SECTION 9.10 WAIVER OF JURY TRIAL.
EACH PARTY HERETO HEREBY WAIVES, TO THE FULLEST EXTENT PERMITTED BY
APPLICABLE LAW, ANY RIGHT IT MAY HAVE TO A TRIAL BY JURY IN ANY LEGAL PROCEEDING
DIRECTLY OR INDIRECTLY ARISING OUT OF OR RELATING TO THIS AGREEMENT OR THE
TRANSACTIONS CONTEMPLATED HEREBY (WHETHER BASED ON CONTRACT, TORT OR ANY OTHER
THEORY). EACH PARTY HERETO (A) CERTIFIES THAT NO REPRESENTATIVE, AGENT OR
ATTORNEY OF ANY OTHER PARTY HAS REPRESENTED, EXPRESSLY OR OTHERWISE, THAT SUCH
OTHER PARTY WOULD NOT, IN THE EVENT OF LITIGATION, SEEK TO ENFORCE THE FOREGOING
WAIVER AND (B) ACKNOWLEDGES THAT IT AND THE OTHER PARTIES HERETO HAVE BEEN
INDUCED TO ENTER INTO THIS AGREEMENT BY, AMONG OTHER THINGS, THE MUTUAL WAIVERS
AND CERTIFICATIONS IN THIS SECTION.
SECTION 9.11 HEADINGS.
Article and Section headings and the Table of Contents used herein are
for convenience of reference only, are not part of this Credit Agreement and
shall not affect the construction of, or be taken into consideration in
interpreting, this Credit Agreement.
SECTION 9.12 CONFIDENTIALITY.

═══

__What you are asked to do__:
Please rewrite the part of the contract excerpt that opens with "SECTION 9.11 HEADINGS." and closes with "SECTION 9.12 CONFIDENTIALITY.", changing every "Credit Agreement" to "Loan Agreement".

__Collected material__:
═══

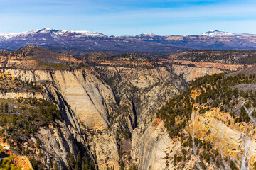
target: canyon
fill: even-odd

═══

__Response to this task__:
SECTION 9.11 HEADINGS.
Article and Section headings and the Table of Contents used herein are
for convenience of reference only, are not part of this Loan Agreement and
shall not affect the construction of, or be taken into consideration in
interpreting, this Loan Agreement.
SECTION 9.12 CONFIDENTIALITY.